_Stated goal_
Copy the data below word for word, from its very start through the line that contains "column 1081, row 238", and stop there.

Start of Data provided

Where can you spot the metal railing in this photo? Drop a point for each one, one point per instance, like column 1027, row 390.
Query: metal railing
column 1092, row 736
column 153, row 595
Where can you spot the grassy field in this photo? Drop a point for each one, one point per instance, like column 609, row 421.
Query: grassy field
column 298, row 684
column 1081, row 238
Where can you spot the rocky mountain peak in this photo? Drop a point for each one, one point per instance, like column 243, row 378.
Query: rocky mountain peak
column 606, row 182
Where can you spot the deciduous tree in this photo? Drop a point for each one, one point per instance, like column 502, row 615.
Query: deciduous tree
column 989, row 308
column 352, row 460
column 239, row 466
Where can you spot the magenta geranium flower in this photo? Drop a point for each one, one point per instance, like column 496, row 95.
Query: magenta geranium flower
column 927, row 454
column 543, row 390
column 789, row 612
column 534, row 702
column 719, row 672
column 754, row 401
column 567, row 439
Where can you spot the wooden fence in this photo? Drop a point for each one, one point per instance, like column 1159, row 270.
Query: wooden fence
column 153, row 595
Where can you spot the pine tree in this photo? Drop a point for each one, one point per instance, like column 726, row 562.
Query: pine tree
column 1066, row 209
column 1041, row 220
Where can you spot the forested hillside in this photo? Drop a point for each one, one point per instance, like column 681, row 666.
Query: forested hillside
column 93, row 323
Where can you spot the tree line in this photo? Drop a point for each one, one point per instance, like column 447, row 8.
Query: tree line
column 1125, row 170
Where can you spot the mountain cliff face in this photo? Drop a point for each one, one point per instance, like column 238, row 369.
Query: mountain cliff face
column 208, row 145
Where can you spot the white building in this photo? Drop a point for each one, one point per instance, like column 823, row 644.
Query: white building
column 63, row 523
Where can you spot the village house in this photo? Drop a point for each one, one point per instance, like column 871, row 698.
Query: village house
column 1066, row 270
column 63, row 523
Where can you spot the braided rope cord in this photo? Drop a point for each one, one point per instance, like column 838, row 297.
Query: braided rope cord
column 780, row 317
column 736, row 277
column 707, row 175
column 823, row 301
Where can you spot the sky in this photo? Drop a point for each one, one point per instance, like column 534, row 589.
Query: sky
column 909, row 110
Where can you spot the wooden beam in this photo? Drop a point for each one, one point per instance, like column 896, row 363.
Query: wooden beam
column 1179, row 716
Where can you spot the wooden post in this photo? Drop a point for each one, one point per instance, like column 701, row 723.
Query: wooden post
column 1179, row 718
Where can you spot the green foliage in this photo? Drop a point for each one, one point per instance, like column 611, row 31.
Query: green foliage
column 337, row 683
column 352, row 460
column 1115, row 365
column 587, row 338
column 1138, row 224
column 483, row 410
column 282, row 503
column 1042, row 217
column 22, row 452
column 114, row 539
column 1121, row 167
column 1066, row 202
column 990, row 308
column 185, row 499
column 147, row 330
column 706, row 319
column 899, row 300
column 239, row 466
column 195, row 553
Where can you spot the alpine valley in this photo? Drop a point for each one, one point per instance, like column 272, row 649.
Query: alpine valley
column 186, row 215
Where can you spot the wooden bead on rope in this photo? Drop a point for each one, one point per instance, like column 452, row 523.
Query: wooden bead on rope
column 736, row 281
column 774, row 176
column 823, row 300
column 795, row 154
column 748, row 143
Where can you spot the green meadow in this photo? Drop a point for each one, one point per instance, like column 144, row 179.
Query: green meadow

End of Data provided

_Result of this task_
Where can you spot the metal railing in this photo? Drop a point for each one, one point per instance, like column 1027, row 390.
Query: metal railing
column 1092, row 736
column 153, row 595
Where can you spot the grassy field in this photo? Drop a point for each one, one point per instance, like column 609, row 421.
Query: grassy field
column 298, row 684
column 1081, row 238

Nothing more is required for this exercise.